■ Stated problem ■
Reproduce word for word the stretch of the alienation excerpt from "Can you relate?" through "belonging to it.".

■ Excerpt to read ■

Tim Carney has a great way of explaining it in his talk (below) derived from his book on the topic.

"The way I see alienation today is not belonging to the institutions of civil society. It's not that you don't have friends, it's that you don't belong to something. It's a lack of belonging and not seeing the point of belonging."

Can you relate? I suspect we all can. Switch out the word “civil society” and you’ll think of some examples.

  • Community
  • Neighborhood
  • Church
  • Family
  • School
  • Political parties

I’ve been sharing about how the Republican Party continues to alienate me. As someone who inherited belonging to the Republican Party, the party has steadily signaled my lack of belonging to it.

I’ve also experienced this in all the other categories too.

And, I’ve also been the perpetrator of alienating others for the wrong reasons.

My alienation has taken other forms. While I love the church and have had mostly positive experiences, I’ve also been hurt and disappointed by the church. This dynamic is a major catalyst for my book project about Jesus' crucifixion.

Something is so wrong with people, that God came down to earth to solve it, and instead of accepting that gift, we killed him. And the religious people led the way.

We're the basket of deplorable men and women in those binders, but God steps into the fray with us anyway.

Alienation From God and an Unshakable Foundation

And that brings me to one of my greatest fears; alienation from God.

■ Raw records ■
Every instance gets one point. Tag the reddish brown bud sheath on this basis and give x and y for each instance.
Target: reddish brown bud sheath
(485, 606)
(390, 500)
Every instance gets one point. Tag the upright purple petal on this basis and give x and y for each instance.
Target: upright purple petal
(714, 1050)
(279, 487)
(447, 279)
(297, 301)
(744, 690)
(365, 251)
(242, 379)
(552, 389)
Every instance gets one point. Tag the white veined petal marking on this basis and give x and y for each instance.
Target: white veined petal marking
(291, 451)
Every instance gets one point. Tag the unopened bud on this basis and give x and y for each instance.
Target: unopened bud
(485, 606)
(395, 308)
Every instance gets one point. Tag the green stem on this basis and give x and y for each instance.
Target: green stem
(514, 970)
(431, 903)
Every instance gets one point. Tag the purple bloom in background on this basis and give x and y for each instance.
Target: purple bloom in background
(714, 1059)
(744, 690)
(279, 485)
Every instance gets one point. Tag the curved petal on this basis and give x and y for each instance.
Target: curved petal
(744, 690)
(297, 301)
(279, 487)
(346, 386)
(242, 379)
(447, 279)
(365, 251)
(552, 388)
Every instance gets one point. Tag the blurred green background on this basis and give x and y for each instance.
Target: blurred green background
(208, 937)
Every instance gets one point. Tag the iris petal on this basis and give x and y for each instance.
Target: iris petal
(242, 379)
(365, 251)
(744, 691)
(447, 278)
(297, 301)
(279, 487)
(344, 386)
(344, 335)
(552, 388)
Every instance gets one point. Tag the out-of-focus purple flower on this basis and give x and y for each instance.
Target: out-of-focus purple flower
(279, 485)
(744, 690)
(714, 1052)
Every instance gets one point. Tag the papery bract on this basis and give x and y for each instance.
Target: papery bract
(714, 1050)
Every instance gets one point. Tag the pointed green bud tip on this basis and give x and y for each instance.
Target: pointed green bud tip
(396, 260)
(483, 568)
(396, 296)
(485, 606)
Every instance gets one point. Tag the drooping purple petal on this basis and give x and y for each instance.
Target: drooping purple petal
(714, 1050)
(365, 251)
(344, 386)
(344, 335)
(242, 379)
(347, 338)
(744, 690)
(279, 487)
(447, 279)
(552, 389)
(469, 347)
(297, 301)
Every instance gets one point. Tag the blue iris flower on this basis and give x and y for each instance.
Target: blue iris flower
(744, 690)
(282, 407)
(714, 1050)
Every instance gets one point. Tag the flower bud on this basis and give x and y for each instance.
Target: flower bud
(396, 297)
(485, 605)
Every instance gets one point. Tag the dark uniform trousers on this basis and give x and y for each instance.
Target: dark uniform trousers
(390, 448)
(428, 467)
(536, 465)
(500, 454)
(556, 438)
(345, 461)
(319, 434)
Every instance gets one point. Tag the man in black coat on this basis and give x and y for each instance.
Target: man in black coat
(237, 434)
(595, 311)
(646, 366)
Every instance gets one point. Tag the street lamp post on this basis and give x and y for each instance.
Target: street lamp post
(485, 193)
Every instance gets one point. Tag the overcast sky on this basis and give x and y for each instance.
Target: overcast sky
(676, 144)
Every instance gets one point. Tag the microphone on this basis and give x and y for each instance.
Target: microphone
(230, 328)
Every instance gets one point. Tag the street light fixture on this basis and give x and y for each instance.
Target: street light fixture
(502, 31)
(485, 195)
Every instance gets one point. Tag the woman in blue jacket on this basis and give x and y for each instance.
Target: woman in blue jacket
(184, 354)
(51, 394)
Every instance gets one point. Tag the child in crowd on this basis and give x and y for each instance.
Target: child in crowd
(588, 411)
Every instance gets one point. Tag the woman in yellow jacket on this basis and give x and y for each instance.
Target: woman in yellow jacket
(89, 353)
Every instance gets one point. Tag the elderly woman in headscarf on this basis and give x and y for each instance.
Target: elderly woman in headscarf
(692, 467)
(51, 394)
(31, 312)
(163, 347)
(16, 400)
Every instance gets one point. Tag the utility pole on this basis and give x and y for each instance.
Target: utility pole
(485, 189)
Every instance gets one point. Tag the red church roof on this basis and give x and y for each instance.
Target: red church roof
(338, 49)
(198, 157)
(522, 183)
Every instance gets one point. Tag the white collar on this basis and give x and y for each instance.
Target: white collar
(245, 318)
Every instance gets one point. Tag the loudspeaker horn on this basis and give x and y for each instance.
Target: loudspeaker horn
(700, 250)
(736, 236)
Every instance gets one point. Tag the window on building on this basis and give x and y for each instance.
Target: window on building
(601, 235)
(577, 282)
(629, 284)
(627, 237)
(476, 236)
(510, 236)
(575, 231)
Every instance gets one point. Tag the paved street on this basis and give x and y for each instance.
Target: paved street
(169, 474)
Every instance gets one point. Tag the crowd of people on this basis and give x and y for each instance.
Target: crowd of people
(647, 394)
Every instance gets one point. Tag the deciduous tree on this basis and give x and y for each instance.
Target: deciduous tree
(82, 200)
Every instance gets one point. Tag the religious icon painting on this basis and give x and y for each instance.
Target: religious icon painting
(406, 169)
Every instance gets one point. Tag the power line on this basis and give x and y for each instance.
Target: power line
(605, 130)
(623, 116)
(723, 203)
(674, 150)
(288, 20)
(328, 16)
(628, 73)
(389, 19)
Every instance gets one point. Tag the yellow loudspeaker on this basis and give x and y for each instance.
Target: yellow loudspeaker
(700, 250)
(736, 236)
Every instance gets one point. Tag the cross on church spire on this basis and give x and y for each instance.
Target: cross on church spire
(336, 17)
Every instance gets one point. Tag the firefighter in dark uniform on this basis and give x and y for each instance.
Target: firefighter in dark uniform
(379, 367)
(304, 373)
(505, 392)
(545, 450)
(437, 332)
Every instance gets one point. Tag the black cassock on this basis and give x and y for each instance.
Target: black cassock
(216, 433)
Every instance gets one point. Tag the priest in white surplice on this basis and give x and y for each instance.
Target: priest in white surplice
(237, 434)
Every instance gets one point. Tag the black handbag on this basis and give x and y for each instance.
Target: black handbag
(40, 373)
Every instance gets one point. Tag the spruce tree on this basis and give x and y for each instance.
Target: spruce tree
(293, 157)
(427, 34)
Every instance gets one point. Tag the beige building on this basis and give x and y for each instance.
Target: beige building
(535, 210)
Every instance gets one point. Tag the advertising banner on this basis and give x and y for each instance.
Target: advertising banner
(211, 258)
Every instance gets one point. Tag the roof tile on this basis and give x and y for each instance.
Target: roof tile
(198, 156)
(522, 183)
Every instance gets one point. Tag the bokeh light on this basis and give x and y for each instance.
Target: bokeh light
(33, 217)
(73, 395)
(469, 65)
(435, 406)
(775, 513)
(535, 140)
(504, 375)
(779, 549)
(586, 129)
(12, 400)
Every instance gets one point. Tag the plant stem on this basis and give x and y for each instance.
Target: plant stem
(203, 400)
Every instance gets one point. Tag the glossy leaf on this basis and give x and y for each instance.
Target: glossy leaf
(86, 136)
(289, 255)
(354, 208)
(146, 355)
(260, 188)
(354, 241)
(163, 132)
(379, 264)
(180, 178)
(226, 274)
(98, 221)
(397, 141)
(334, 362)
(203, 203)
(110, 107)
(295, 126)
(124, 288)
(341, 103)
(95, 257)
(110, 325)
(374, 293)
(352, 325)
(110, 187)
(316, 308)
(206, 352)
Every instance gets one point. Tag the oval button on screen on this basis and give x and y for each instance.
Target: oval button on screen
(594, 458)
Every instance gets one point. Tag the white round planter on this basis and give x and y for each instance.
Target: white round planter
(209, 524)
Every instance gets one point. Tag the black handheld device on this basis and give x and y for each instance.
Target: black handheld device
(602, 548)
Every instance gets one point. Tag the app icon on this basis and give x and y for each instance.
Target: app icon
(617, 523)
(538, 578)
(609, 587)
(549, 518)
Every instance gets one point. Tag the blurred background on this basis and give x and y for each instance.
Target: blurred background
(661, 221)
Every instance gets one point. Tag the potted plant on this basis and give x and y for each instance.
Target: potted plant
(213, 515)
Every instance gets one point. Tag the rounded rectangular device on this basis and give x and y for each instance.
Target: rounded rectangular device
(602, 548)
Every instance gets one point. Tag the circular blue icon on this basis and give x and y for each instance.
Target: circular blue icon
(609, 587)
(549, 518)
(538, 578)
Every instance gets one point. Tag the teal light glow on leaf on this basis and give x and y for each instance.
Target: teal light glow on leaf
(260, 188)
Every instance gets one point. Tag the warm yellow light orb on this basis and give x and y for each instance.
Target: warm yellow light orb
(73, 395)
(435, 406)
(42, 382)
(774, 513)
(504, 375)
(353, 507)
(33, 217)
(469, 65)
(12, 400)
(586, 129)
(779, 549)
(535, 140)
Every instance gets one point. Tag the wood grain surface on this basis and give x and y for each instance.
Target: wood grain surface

■ Result of the exercise ■
Can you relate? I suspect we all can. Switch out the word “civil society” and you’ll think of some examples.

  • Community
  • Neighborhood
  • Church
  • Family
  • School
  • Political parties

I’ve been sharing about how the Republican Party continues to alienate me. As someone who inherited belonging to the Republican Party, the party has steadily signaled my lack of belonging to it.